In Cuyahoga County, influenza activity has already reached a “high” level much earlier than usual. According to figures from the Cuyahoga County Board of Health, 309 people were hospitalized related to the flu between November 23 and December 13, a 162% increase over the same period last year. Last week, 439 people visited ERs with flu-related symptoms, up from 173 during the same week in 2013.

“That's the highest we've seen in the last five years,” said Richard Stacklin, with the Cuyahoga Co. Board of Health, adding it’s an early spike not usually seen until January or February.

“Flu activity generally jumps each season this way, but the frequency and depth with which it has hit is a lot higher than what we normally see this time of year,” he said.

Stacklin said it's hard to predict what's behind the trend but encourage flu shots and hand washing to prevent catching the virus. Prescription drugs like Tamiflu can help you feel better, sooner if you do contract the flu.

“We're seeing prescriptions for Tamiflu earlier, as the flu season has hit Northeast Ohio a bit sooner than usual,” Cleveland Clinic pharmacist Jennifer Sekeres said.

****

→ **ASSIGNMENT 1**
According to the article on flu activity in Cuyahoga County, how many people were hospitalized related to the flu between November 23 and December 13?
→ **ASSIGNMENT 2**
Write the next part of the article on flu activity in Cuyahoga County, starting after its final sentence.

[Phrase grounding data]

****

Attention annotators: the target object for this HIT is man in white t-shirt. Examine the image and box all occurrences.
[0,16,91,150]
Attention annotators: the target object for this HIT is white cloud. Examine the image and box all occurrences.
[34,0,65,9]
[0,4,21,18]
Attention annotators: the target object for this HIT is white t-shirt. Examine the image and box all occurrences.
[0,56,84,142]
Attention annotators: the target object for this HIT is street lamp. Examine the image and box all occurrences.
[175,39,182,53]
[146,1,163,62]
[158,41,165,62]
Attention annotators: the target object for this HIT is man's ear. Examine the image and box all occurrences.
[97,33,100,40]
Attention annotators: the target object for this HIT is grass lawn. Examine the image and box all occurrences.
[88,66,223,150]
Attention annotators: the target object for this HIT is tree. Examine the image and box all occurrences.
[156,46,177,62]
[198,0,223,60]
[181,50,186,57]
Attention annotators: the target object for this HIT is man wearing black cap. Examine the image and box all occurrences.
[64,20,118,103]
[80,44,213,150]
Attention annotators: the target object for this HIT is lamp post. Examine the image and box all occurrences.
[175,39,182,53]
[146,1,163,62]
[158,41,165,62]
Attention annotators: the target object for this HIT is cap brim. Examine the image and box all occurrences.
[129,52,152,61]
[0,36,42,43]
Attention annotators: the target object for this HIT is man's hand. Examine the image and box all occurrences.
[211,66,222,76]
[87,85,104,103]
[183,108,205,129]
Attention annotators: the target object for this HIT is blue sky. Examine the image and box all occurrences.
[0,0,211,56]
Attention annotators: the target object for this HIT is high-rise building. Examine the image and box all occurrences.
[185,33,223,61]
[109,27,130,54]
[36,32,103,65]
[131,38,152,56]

****

→ **RESPONSE BOX 1**
309 people.

→ **RESPONSE BOX 2**
High demand means some local pharmacies are already experiencing Tamiflu shortages. Others have the drug in stock.

“At the Clinic we've been working very carefully with the manufacturer of Tamiflu and our wholesaler, and they have ensured us the manufacturer has adequate supply of the medication for the entire flu season,” Sekeres said.

Rite Aid said its local stores are not experiencing shortages at this time. Walgreens is seeing shortages at some locations. CVS didn’t yet respond to FOX 8’s inquiries.

It’s a good idea to call ahead to your pharmacy to make sure it has Tamiflu in stock before filling the prescription.